WHAT TO WORK ON » Reproduce the material from the line with "Target: glass storm door" up to and including the line with "[[557,341],[557,318],[547,312],[540,318],[540,341],[555,344]]", keeping every character the same.
====== DATASET ENTRIES ======
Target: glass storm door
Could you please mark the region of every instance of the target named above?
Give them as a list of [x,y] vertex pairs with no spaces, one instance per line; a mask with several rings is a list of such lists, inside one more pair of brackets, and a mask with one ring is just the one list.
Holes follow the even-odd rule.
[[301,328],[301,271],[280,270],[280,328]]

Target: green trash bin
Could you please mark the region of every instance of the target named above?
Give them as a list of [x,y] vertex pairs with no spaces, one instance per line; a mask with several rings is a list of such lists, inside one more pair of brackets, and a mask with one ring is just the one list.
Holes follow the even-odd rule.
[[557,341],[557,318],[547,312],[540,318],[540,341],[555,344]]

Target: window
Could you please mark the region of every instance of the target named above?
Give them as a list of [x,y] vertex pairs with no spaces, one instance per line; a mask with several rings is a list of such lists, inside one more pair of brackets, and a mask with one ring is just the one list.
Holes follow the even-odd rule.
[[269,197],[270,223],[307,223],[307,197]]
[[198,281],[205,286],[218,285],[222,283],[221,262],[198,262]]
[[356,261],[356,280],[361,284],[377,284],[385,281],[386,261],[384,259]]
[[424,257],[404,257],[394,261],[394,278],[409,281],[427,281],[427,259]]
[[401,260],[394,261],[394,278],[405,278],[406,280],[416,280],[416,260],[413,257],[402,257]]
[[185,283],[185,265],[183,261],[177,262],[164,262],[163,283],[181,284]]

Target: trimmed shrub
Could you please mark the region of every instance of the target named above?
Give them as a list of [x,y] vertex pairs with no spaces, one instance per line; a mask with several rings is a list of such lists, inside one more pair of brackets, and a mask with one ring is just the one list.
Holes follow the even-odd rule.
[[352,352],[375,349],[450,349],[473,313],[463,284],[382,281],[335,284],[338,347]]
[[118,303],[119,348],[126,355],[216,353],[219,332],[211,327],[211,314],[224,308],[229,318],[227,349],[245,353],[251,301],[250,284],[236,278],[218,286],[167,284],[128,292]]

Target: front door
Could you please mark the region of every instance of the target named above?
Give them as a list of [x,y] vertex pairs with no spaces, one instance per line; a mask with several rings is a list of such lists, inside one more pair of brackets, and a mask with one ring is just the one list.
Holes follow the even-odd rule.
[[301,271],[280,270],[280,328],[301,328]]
======
====== DATASET ENTRIES ======
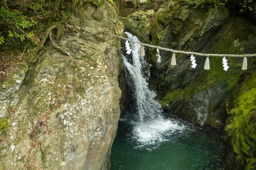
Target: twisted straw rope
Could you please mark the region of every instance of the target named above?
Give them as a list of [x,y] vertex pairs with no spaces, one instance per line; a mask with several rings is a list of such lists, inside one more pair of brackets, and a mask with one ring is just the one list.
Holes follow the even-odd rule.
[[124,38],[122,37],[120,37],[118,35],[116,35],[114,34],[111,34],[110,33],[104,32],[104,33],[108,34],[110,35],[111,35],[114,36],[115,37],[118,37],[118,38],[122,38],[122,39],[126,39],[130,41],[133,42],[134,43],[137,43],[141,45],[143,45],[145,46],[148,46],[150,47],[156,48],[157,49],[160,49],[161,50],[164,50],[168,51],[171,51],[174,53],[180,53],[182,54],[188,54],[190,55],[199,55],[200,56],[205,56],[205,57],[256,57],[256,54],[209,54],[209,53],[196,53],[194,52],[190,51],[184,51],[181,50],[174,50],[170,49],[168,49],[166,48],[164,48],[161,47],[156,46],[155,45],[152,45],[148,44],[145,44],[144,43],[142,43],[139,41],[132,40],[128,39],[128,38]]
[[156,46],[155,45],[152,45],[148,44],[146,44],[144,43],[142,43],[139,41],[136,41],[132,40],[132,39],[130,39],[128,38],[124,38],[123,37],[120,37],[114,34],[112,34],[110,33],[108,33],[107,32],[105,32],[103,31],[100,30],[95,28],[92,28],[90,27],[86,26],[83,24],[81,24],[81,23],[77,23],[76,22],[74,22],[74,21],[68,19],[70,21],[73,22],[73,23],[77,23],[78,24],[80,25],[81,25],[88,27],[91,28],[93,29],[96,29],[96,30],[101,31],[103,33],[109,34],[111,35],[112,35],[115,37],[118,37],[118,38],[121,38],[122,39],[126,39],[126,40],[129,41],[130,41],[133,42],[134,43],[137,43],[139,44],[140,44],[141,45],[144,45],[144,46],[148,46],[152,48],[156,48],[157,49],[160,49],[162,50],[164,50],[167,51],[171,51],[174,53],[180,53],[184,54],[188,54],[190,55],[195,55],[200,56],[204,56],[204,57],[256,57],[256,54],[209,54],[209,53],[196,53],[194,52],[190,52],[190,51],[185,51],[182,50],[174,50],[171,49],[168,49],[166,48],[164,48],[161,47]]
======
REPLY TO THE EXERCISE »
Target: glass storm door
Could you please mark the region of every instance of the target named above?
Give them as a list of [x,y] vertex pairs with no spaces, one instance per line; a mask with several rings is a list of such lists, inside one more pair of brackets, and a mask with one ring is just the one list.
Holes follow the even-odd rule.
[[301,328],[301,271],[280,270],[280,328]]

Target: green trash bin
Could you please mark the region of every instance of the target named above?
Give them as a list of [x,y] vertex pairs with no spaces, one instance per line; a mask with several rings is a list of such lists, inside one more pair of brackets, and a mask with one ring is just the one list.
Holes follow the even-odd rule.
[[557,341],[557,318],[547,312],[540,318],[540,341],[555,344]]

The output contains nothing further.